**Text:**
Thursday, July 21, 2011

Siege of the Scapes

Garlic Scapes. I’m not sure you quite understand me if I say we have a lot. A LOT. It is indeed quite the surfeit of scapes, a superfluity of flavor that now dominates our mealtimes.

Are you familiar with this adventuring curlicue of the renowned garlic plant? The scape is the strong yet tender shoot rising from a garlic plant, destined to become a flower. By cutting the scape before the flower can bud, the plant’s energy is redirected towards growing a large and healthy garlic bulb. The scapes, meanwhile, proffer a subtle garlic taste a month or two before the bulbs are to be harvested. What a treat!

Here at D Acres, however, the problem of abundance is upon us. You’ll reliably find garlic scapes in ‘bout every dish for the next month. From pizza toppings to stir-frys and sautées, from eggs, quiches, & frittatas to fritters & vegetable cakes; from salad dressing & pesto to marinades and so much more, culinary creativity is in high demand come this time of year.

Try as we might, our gullets can’t quite absorb such a glut of the good stuff. We therefore have our means of distributing such quantity through the cooler months. Garlic scape pesto is made by the gallon, while pickled garlic scapes have commandeered a whole section of basement real estate. Garlic scape puree now dominates a corner of the freezer, while brined and fermented recipes are being sought as I write this.

Also as I write this, scapes are being moved from field to fridge. Ours can only hold so much, though, and so I do propose: that we move them into your fridge. Yes, we need to move our succulent scapes. We need ya’ll to be curious. We need you to see that these are the very best things that you’ve been missing all along. You see, we hear this all the time, at dinners here or food fairs out and about:

“Can I buy this?”
“Do you sell this?”
“How much can I offer you?” and on and on.

So now the opportunity has arrived. D Acres Prized Pesto is available for sale here at the farm; Pickled Garlic Scapes can now be purchased here at D Acres as well as through Local Foods Plymouth (www.localfoodsplymouth.org) - this is what you are waiting for. Really.

[Records from a point-labeling set]
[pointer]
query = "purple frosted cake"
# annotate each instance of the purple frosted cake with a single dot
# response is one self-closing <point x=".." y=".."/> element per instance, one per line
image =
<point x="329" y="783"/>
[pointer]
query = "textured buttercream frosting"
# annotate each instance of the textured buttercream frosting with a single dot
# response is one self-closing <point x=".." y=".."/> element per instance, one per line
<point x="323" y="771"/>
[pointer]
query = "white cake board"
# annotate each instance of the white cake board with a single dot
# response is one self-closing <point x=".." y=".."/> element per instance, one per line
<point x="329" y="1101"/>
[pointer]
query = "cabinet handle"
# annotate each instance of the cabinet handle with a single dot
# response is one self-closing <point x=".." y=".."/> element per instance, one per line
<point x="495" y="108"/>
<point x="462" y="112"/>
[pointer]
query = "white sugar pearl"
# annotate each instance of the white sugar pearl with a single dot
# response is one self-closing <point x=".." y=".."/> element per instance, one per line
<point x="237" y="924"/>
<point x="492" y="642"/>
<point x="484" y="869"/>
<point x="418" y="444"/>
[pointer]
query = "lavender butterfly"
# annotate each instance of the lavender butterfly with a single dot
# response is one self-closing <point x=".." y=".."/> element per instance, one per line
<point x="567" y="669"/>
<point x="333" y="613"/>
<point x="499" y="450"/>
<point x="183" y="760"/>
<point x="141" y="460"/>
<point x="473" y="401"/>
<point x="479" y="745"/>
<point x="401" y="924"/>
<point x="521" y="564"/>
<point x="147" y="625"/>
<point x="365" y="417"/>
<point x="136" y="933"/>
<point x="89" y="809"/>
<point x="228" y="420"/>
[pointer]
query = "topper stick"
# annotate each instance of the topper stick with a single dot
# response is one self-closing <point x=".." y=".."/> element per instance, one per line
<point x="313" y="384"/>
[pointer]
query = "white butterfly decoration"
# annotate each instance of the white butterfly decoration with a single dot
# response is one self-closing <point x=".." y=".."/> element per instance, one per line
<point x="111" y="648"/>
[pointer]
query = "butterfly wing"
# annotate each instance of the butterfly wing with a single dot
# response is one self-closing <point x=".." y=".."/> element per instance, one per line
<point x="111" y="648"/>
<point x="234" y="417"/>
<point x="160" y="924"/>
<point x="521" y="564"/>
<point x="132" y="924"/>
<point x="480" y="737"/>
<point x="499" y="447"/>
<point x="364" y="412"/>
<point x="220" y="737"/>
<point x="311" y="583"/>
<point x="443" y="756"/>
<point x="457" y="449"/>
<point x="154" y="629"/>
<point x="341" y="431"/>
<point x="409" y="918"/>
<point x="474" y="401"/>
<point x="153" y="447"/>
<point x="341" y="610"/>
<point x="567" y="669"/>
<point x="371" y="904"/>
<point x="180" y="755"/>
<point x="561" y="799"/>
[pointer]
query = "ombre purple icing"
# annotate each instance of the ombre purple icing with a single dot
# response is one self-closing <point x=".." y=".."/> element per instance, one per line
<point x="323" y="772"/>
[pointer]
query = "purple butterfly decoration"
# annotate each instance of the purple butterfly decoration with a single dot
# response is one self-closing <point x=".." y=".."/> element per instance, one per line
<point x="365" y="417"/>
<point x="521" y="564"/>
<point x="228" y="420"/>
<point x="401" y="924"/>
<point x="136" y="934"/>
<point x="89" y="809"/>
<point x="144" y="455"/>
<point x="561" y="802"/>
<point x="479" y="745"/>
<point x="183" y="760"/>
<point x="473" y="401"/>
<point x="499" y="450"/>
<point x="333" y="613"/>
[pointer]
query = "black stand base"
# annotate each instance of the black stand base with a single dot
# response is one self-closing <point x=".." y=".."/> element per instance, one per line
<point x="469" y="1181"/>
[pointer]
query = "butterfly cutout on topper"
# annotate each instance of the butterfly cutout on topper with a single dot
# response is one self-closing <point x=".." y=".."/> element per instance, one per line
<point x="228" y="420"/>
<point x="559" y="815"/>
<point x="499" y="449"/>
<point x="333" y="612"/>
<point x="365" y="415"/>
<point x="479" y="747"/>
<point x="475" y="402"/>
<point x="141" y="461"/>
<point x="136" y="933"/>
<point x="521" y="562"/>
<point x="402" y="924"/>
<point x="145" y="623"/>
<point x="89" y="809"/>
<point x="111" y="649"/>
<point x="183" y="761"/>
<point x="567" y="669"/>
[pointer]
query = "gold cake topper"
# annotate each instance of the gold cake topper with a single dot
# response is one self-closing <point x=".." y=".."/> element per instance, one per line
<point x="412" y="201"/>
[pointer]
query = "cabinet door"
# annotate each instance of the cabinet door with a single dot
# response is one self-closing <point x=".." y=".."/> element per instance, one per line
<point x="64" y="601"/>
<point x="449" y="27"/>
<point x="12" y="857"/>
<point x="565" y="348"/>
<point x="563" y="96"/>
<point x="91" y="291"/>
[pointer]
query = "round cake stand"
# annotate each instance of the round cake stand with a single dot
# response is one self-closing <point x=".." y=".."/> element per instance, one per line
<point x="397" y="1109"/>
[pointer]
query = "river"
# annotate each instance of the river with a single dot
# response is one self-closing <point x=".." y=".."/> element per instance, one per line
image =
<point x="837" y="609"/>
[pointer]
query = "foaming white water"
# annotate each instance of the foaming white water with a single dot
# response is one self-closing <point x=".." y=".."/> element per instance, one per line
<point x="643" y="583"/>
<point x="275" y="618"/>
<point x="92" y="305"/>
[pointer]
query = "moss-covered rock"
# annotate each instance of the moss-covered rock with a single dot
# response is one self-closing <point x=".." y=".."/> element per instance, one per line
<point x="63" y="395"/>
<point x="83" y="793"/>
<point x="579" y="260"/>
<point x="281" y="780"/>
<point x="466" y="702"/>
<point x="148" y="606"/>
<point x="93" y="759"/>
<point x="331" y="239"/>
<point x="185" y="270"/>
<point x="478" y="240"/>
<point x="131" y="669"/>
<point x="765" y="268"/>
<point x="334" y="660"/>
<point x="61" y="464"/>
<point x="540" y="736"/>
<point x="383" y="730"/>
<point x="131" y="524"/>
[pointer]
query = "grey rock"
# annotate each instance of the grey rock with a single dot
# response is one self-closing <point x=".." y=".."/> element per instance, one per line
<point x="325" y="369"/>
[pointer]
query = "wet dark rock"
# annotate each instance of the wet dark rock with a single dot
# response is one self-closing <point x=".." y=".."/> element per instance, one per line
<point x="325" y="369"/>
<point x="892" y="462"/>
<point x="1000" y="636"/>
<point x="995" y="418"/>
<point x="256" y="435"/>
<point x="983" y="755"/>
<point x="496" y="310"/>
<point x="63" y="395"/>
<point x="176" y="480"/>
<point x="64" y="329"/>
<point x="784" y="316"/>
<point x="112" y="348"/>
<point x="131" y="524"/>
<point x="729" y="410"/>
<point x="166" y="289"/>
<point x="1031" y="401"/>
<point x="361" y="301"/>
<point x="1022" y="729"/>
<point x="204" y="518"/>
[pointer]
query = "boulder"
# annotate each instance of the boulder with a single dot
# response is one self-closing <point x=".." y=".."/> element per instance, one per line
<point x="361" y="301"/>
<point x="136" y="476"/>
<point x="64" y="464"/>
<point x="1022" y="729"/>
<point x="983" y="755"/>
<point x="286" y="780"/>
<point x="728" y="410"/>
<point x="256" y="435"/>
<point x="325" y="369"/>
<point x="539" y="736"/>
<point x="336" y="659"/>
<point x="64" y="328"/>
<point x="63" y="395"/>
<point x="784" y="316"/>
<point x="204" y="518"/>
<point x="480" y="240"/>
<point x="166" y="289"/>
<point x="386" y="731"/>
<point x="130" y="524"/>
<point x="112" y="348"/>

**Problems and tasks:**
1. Decide whether each statement below agrees with the garlic scapes post: (a) cutting the scape sends the plant's energy toward growing the bulb; (b) garlic scape puree is stored in the basement; (c) scapes give a garlic taste a month or two before the bulbs are harvested. For each, answer yes or no and quote the deciding words of the post.
2. In the garlic scapes post, update the passage that begins at the words "So now the opportunity" and stops after "waiting for. Really.", putting "the farmstand" in place of "the farm".

**Worked solutions:**
1.
(a) Yes: "By cutting the scape before the flower can bud, the plant’s energy is redirected towards growing a large and healthy garlic bulb."
(b) No: "Garlic scape puree now dominates a corner of the freezer"
(c) Yes: "The scapes, meanwhile, proffer a subtle garlic taste a month or two before the bulbs are to be harvested."

2.
So now the opportunity has arrived. D Acres Prized Pesto is available for sale here at the farmstand; Pickled Garlic Scapes can now be purchased here at D Acres as well as through Local Foods Plymouth (www.localfoodsplymouth.org) - this is what you are waiting for. Really.